▸ **Task directions**: Locate every line of the data that contains the word "portrait" and copy each one. Case counts.

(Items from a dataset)
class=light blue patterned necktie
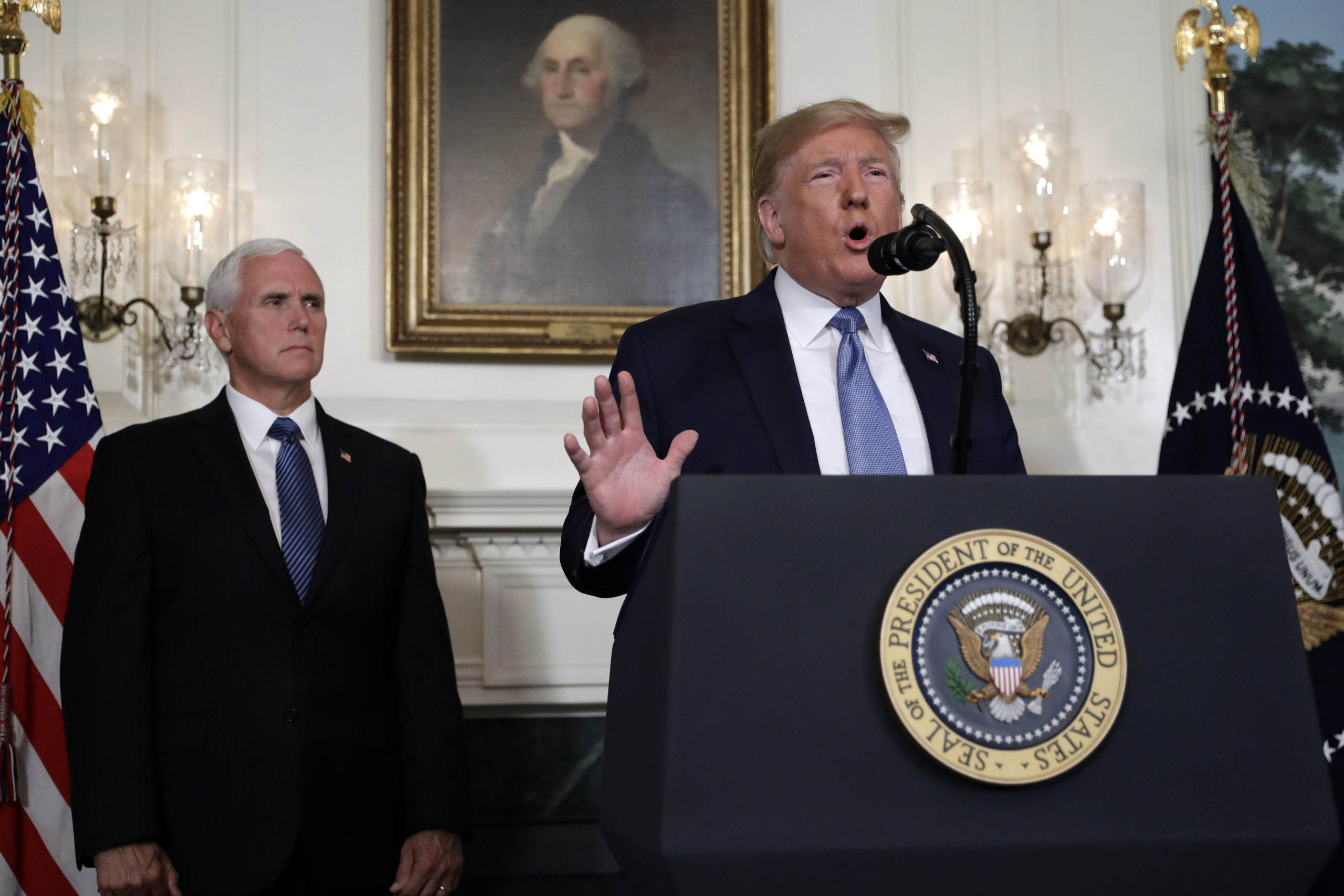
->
[828,308,906,476]
[266,416,327,603]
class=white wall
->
[24,0,1208,702]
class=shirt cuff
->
[583,517,649,567]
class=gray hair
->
[523,15,644,108]
[206,236,304,314]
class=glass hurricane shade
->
[1008,109,1068,233]
[164,156,228,288]
[62,59,130,196]
[933,178,996,303]
[1079,180,1144,305]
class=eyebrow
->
[805,153,891,175]
[262,291,327,302]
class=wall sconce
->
[62,59,144,343]
[993,109,1148,398]
[993,109,1082,357]
[933,177,998,315]
[159,156,228,372]
[1080,180,1148,383]
[63,59,227,370]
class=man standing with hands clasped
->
[561,99,1025,596]
[60,239,469,896]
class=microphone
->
[868,220,948,276]
[868,204,980,473]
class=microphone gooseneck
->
[868,204,980,473]
[868,222,948,277]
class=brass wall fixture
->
[63,59,227,371]
[992,109,1148,396]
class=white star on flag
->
[41,385,70,414]
[55,314,75,344]
[24,206,51,234]
[14,388,38,419]
[24,239,51,266]
[15,351,38,379]
[19,312,41,339]
[19,277,47,302]
[44,351,75,380]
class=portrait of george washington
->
[439,0,720,308]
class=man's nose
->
[842,172,868,208]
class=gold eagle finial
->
[0,0,60,79]
[1176,0,1259,113]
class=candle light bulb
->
[1022,134,1049,171]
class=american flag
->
[0,81,102,896]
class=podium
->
[601,476,1339,896]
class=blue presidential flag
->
[1157,115,1344,892]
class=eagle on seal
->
[948,599,1049,721]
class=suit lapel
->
[729,271,821,473]
[304,403,363,608]
[881,297,961,473]
[191,389,298,605]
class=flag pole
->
[0,0,60,803]
[1176,0,1259,476]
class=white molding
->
[426,489,570,532]
[457,660,606,707]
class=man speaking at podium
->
[561,99,1025,596]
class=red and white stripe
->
[0,440,102,896]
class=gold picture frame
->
[386,0,774,360]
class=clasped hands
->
[94,830,463,896]
[564,371,700,547]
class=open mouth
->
[845,224,869,248]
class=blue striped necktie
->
[266,416,327,603]
[828,308,906,476]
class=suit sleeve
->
[60,435,163,865]
[394,458,470,836]
[561,328,660,598]
[980,345,1027,474]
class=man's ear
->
[757,196,783,251]
[206,308,234,355]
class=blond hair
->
[751,99,910,265]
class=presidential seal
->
[879,529,1126,785]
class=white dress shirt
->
[527,130,597,235]
[225,383,327,541]
[583,267,933,565]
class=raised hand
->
[564,371,700,545]
[93,842,182,896]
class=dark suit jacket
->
[60,394,469,896]
[468,121,719,305]
[561,271,1027,598]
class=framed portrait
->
[386,0,774,360]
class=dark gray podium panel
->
[602,477,1339,896]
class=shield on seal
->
[989,657,1022,702]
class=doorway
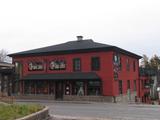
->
[55,81,63,100]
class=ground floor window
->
[21,80,102,96]
[118,80,123,94]
[88,81,101,95]
[72,81,84,95]
[24,81,54,94]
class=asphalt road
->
[16,102,160,120]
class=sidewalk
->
[15,99,92,104]
[49,115,111,120]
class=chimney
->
[77,36,83,41]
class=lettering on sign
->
[50,60,66,70]
[28,62,44,71]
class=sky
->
[0,0,160,57]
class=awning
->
[22,72,100,80]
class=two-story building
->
[9,36,141,102]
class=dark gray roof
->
[9,39,140,58]
[22,72,100,80]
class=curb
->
[15,99,92,104]
[51,115,111,120]
[16,107,49,120]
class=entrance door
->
[55,81,63,100]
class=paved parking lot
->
[16,101,160,120]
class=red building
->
[9,36,141,102]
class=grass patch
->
[0,104,44,120]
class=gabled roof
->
[9,39,141,59]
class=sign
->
[28,62,44,71]
[50,60,66,70]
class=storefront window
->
[88,81,101,95]
[72,81,84,96]
[91,57,100,71]
[36,81,48,94]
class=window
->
[127,80,130,89]
[133,80,137,91]
[72,81,84,96]
[126,59,130,71]
[91,57,100,71]
[119,80,123,94]
[113,53,122,71]
[73,58,81,71]
[133,61,136,72]
[88,81,101,95]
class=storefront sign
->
[28,62,44,71]
[50,60,66,70]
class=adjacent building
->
[9,36,141,102]
[0,62,14,97]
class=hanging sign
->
[50,60,66,70]
[28,62,44,71]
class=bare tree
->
[0,49,11,63]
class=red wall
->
[13,51,139,96]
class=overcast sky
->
[0,0,160,56]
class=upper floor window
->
[15,62,22,79]
[134,80,137,91]
[127,80,130,89]
[126,59,130,71]
[113,53,122,70]
[133,61,136,72]
[73,58,81,71]
[91,57,100,71]
[118,80,123,94]
[28,62,44,71]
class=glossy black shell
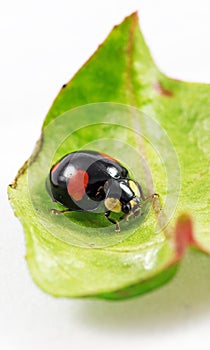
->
[47,151,130,211]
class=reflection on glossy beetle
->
[47,151,154,232]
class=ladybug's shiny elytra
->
[47,151,153,232]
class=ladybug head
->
[104,179,141,216]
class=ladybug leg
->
[104,210,120,233]
[50,209,72,215]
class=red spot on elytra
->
[51,162,60,173]
[175,214,196,259]
[67,170,88,201]
[100,152,118,162]
[154,82,173,97]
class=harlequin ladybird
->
[47,151,154,232]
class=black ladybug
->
[47,151,154,232]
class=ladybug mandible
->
[47,151,154,232]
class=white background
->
[0,0,210,350]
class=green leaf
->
[8,13,210,299]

▸ **Full output**:
class=portrait of george washington
class=framed portrait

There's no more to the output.